*EXTRACTED TEXT*:
──────────────────────────────

Illustrated with candid behind-the-scenes photographs by Johnnie Shand Kydd, the book includes a number of preparatory drawings by Damien Hirst and a fold out image of the diamond skull. Accompanying this is an essay by the art historian Rudi Fuchs, who writes “The skull is out of this world, celestial almost. I tend to see it as a glorious intense victory over death”. A number of leading experts in the fields of archaeology and dentistry have also contributed detailed studies on the diamond skull, including analyses of its age and ancestry.
Texts: Victory Over Decay: Rudi Fuchs / Report on the measurement and bioarchaelogical analysis of the skull: Tania Kausmally, Hedley Swain and Bill White of the Centre for Human Bioarchaeology, Museum of London / A study of the reflection and refraction of light in diamond: Marcel Tolkowsky / Report on estimated age of the skull's teeth: Dr Helen Liversidge of Barts and The London Queen Mary's School of Medicine and Dentistry / Explanation of the results of radiocarbon dating: Thomas Higham of the Research Laboratory for Archaeology and the History of Art, University of Oxford / The mineral and carbon structure of a diamond: Steven Dutch / Report on a general analysis of the skull: Dr Theya Molleson / Report on the use of CRANID to evaluate the likely ancestry of the skull: Professor Richard Wright of the Centre for Human Bioarchaeology, University of London
Damien Hirst was born in Bristol in 1965. He first came to public attention in 1988 when he conceived and curated ‘Freeze’, an exhibition of his own work and that of his contemporaries at Goldsmiths college, staged in a disused London warehouse. Since this time Hirst has become widely recognised as one of the most influential artists of his generation.

──────────────────────────────

*STORED DATA*:

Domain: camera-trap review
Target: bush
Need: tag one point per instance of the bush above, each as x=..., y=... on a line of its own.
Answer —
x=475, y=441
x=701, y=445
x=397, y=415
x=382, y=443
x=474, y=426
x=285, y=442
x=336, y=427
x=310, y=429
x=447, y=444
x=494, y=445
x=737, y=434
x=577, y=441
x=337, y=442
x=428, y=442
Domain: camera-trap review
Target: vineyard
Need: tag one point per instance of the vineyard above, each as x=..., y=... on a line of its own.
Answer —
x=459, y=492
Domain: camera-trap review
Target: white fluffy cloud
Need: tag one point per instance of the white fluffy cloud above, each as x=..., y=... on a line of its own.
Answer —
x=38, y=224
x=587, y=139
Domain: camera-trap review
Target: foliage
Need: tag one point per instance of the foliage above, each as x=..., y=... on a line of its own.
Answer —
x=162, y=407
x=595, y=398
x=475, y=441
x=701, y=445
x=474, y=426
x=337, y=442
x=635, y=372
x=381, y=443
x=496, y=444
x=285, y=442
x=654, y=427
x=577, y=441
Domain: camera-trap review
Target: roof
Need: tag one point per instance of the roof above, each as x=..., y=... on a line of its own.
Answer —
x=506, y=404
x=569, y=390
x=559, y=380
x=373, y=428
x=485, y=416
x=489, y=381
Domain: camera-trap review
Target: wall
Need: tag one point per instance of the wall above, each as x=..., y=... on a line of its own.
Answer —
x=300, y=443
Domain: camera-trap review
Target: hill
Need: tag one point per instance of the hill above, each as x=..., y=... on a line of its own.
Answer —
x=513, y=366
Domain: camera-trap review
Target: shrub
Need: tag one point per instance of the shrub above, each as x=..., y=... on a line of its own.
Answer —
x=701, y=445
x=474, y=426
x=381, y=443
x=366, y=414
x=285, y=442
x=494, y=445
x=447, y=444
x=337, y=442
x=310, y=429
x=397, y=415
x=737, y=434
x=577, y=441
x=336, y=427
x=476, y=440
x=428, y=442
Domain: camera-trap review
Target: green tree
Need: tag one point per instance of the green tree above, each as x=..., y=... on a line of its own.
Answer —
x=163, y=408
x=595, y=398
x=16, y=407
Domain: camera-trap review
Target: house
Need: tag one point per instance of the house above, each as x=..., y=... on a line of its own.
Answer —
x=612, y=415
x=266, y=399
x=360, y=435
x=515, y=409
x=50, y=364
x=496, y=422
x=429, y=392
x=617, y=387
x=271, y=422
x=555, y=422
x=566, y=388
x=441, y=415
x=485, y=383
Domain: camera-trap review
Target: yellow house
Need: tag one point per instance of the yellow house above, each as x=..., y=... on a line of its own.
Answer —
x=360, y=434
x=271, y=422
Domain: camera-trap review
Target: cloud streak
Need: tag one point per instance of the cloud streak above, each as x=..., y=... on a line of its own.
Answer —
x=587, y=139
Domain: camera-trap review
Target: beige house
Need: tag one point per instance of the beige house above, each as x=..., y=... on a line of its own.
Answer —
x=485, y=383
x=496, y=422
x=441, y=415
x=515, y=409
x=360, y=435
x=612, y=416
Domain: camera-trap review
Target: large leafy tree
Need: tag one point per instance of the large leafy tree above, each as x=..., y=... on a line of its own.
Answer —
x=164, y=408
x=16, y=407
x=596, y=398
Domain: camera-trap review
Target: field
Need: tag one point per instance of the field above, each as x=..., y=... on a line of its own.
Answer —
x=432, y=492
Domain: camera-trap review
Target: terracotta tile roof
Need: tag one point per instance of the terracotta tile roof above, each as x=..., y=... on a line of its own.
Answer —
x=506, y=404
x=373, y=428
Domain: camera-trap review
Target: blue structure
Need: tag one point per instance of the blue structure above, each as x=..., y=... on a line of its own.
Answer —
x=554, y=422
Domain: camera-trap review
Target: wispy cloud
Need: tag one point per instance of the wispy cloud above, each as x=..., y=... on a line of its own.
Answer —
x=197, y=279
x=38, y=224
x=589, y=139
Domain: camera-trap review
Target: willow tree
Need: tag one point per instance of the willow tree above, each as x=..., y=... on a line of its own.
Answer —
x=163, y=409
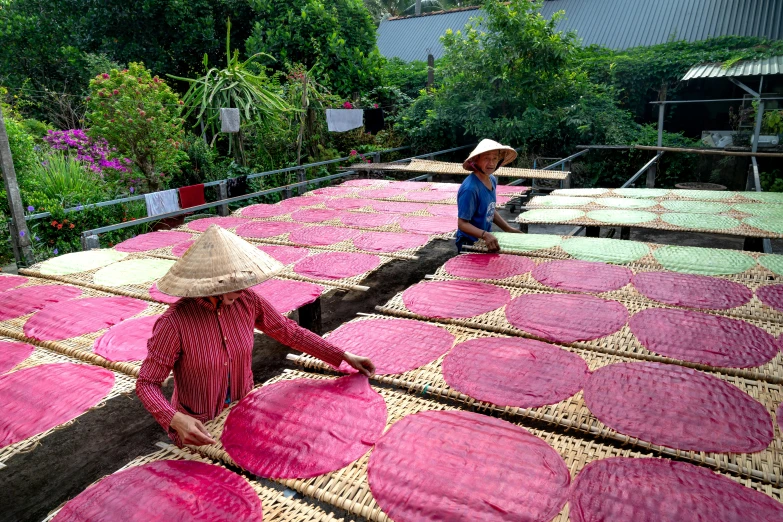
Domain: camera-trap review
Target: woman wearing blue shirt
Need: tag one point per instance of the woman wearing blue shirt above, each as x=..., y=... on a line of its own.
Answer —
x=476, y=196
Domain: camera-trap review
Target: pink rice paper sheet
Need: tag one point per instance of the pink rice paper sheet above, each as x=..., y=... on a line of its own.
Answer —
x=8, y=282
x=76, y=317
x=336, y=265
x=522, y=373
x=698, y=337
x=448, y=465
x=201, y=225
x=678, y=407
x=454, y=299
x=582, y=276
x=286, y=295
x=692, y=291
x=166, y=491
x=152, y=241
x=13, y=353
x=322, y=235
x=28, y=299
x=36, y=399
x=389, y=241
x=126, y=341
x=304, y=428
x=566, y=318
x=394, y=345
x=488, y=266
x=664, y=489
x=266, y=229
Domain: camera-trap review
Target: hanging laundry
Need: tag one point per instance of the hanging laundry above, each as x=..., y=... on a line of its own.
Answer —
x=342, y=120
x=192, y=196
x=373, y=120
x=237, y=186
x=229, y=120
x=162, y=202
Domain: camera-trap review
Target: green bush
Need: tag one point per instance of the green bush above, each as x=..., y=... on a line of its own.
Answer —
x=139, y=115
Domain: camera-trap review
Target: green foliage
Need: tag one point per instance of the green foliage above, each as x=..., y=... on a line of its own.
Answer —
x=641, y=73
x=337, y=39
x=64, y=180
x=410, y=78
x=236, y=86
x=139, y=115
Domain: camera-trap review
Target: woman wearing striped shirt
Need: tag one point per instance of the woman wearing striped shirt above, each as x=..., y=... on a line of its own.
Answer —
x=206, y=338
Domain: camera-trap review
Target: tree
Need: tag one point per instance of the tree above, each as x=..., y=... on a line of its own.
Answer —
x=139, y=115
x=335, y=39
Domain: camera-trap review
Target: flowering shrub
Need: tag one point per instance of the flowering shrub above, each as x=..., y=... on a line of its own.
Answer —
x=139, y=115
x=95, y=153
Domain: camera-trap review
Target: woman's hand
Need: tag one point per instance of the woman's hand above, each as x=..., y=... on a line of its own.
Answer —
x=491, y=242
x=362, y=364
x=191, y=431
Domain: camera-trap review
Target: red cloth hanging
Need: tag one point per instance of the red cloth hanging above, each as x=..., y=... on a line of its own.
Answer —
x=191, y=196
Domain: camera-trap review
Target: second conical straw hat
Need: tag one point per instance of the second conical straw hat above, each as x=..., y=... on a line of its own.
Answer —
x=217, y=263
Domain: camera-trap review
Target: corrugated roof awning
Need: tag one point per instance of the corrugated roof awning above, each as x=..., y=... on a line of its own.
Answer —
x=763, y=67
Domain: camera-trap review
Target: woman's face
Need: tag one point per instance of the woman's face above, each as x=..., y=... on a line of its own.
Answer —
x=488, y=161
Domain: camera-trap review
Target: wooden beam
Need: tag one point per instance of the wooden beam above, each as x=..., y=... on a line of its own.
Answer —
x=21, y=234
x=716, y=152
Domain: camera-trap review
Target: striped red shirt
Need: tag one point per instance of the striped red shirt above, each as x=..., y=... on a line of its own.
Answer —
x=208, y=346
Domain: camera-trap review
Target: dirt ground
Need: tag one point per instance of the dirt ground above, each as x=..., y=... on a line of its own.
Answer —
x=105, y=439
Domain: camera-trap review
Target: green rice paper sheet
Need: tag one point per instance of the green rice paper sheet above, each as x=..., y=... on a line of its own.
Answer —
x=526, y=242
x=707, y=195
x=551, y=215
x=703, y=261
x=132, y=272
x=76, y=262
x=770, y=224
x=760, y=209
x=773, y=263
x=625, y=202
x=641, y=193
x=626, y=217
x=701, y=221
x=696, y=207
x=563, y=201
x=605, y=250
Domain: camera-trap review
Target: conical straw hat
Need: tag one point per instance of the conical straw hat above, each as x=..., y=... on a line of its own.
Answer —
x=217, y=263
x=505, y=153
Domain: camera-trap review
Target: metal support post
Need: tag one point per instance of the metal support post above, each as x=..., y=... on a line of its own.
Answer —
x=310, y=316
x=223, y=191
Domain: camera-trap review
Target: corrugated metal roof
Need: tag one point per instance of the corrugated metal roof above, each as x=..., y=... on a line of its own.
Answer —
x=763, y=67
x=631, y=23
x=617, y=24
x=413, y=38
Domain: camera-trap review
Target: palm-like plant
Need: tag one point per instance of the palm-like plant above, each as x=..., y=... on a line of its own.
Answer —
x=236, y=86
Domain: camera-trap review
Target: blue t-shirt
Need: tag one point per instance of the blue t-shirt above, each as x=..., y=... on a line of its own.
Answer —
x=476, y=204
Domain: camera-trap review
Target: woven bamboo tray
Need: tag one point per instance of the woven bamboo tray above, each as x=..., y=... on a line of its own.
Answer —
x=442, y=167
x=348, y=488
x=655, y=205
x=572, y=413
x=674, y=194
x=756, y=270
x=80, y=347
x=276, y=506
x=755, y=309
x=742, y=229
x=623, y=342
x=123, y=384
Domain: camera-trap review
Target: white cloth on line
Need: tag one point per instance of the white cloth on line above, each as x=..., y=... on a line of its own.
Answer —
x=162, y=202
x=341, y=120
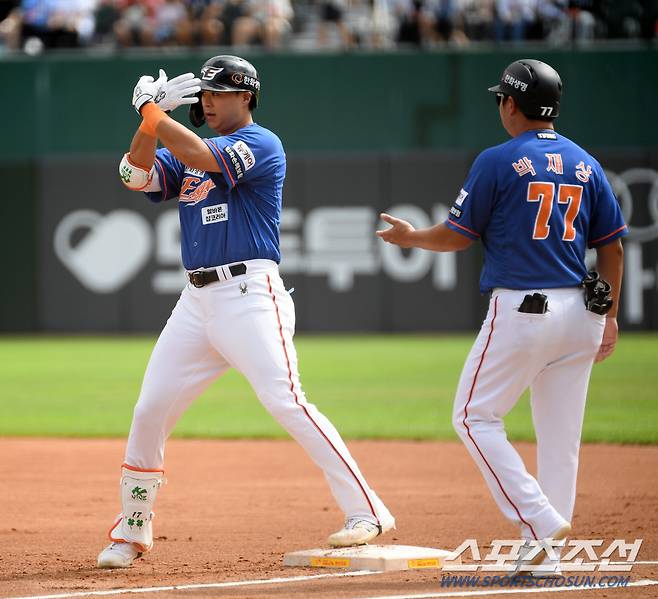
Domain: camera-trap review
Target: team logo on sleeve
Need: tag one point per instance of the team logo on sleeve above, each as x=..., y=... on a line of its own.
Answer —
x=461, y=197
x=456, y=212
x=524, y=166
x=245, y=154
x=194, y=190
x=237, y=165
x=555, y=164
x=583, y=173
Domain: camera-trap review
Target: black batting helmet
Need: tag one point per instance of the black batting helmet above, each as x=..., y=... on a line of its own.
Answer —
x=226, y=73
x=535, y=86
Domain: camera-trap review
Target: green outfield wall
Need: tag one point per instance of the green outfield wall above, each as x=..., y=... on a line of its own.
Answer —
x=380, y=120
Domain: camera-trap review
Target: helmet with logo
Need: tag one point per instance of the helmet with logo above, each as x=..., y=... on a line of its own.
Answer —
x=226, y=73
x=535, y=86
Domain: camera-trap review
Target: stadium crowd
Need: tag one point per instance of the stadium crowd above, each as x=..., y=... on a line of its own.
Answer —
x=33, y=25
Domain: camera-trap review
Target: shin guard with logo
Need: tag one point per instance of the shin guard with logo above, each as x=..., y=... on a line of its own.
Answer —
x=138, y=492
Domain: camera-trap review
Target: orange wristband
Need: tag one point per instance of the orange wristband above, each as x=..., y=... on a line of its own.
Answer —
x=152, y=115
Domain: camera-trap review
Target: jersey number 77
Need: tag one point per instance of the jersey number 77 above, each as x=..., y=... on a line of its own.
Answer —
x=544, y=193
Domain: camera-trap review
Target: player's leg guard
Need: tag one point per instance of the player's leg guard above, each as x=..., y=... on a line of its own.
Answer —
x=138, y=492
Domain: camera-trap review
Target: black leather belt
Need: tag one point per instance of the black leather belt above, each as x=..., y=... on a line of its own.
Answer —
x=201, y=278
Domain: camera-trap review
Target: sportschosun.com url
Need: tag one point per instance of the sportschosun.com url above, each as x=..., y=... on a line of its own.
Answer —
x=459, y=582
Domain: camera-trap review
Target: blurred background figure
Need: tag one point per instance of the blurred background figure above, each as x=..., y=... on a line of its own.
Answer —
x=266, y=22
x=414, y=22
x=478, y=19
x=136, y=23
x=513, y=19
x=202, y=24
x=168, y=18
x=309, y=25
x=332, y=19
x=38, y=24
x=448, y=22
x=10, y=24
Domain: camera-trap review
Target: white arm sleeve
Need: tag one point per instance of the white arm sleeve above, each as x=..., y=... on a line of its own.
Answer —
x=135, y=177
x=154, y=185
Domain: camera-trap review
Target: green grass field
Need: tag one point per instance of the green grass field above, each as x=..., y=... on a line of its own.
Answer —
x=370, y=386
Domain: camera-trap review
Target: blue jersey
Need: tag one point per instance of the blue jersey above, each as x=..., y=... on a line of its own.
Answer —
x=536, y=202
x=232, y=215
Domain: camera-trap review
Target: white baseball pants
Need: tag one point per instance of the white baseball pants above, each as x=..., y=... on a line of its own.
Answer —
x=246, y=322
x=552, y=354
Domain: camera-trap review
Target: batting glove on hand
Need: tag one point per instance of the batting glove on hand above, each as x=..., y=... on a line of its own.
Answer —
x=148, y=90
x=175, y=93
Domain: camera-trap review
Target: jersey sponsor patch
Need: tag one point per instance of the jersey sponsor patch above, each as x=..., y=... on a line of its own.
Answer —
x=214, y=214
x=237, y=165
x=193, y=190
x=245, y=153
x=461, y=197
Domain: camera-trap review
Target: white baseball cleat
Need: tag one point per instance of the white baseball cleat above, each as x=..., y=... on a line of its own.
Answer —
x=118, y=555
x=358, y=531
x=524, y=565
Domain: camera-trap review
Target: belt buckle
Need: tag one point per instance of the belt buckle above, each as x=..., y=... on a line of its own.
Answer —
x=196, y=278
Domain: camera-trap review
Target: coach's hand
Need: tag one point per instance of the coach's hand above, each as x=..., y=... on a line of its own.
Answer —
x=609, y=341
x=399, y=231
x=148, y=90
x=178, y=91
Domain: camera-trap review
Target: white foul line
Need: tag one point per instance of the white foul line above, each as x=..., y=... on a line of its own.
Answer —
x=210, y=585
x=639, y=583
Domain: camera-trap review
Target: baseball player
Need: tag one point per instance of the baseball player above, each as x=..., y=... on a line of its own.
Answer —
x=234, y=311
x=536, y=203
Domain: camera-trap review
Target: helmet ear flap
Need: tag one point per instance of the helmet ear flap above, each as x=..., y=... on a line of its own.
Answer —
x=196, y=115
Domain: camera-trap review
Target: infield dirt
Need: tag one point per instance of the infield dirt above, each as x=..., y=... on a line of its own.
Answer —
x=231, y=509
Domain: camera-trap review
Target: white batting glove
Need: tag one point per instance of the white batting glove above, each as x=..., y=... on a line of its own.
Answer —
x=148, y=90
x=178, y=91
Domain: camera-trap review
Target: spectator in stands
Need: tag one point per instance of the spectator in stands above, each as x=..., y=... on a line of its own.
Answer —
x=166, y=21
x=447, y=22
x=414, y=22
x=202, y=24
x=512, y=19
x=136, y=23
x=105, y=16
x=71, y=22
x=478, y=17
x=622, y=18
x=332, y=14
x=266, y=21
x=10, y=23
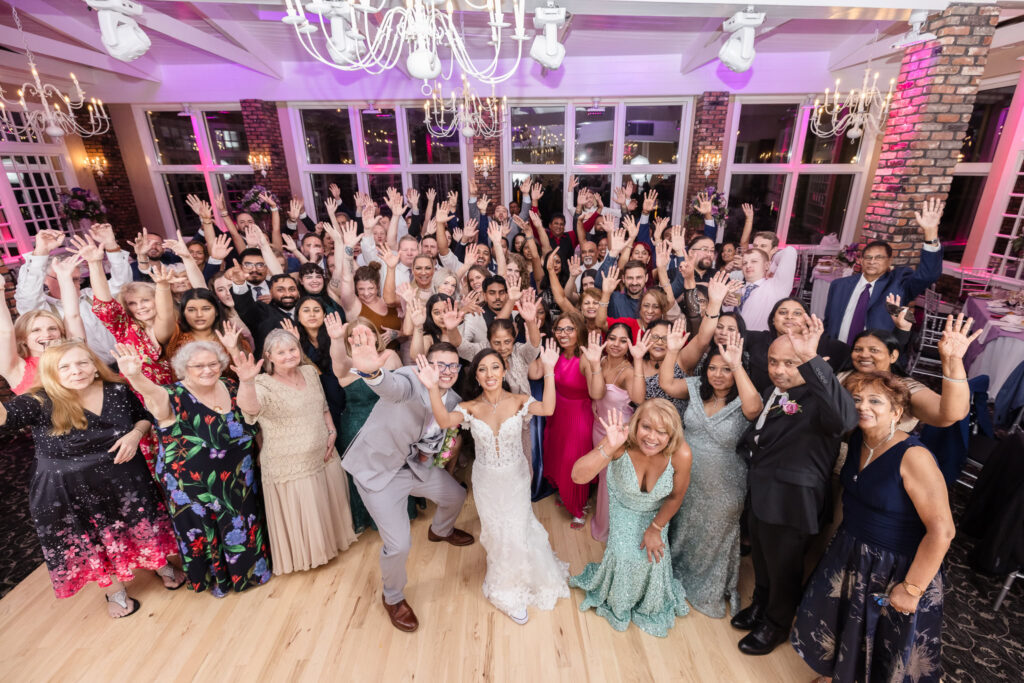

──────────────────────────────

*EXERCISE BRIEF*:
Please carry on the text about the diamond skull book after its last sentence. None of the entries are needed here.

*TASK OUTPUT*:
Through a varied practise of installation, sculpture, painting and drawing Hirst has sought to explore the complex relationship between art, life and death. Alongside over 80 solo exhibitions he has worked on numerous curatorial projects. In 2008, Hirst took the unprecedented step of bypassing gallery involvement in selling 244 new works at a Sotheby’s, London auction entitled ‘Beautiful Inside My Head Forever’.
Hirst was awarded the Turner Prize in 1995 and his contribution to British art over the last two and a half decades has been acknowledged in a major solo retrospective exhibited at Tate Modern, London. He lives in Devon and has studios in Gloucester and London.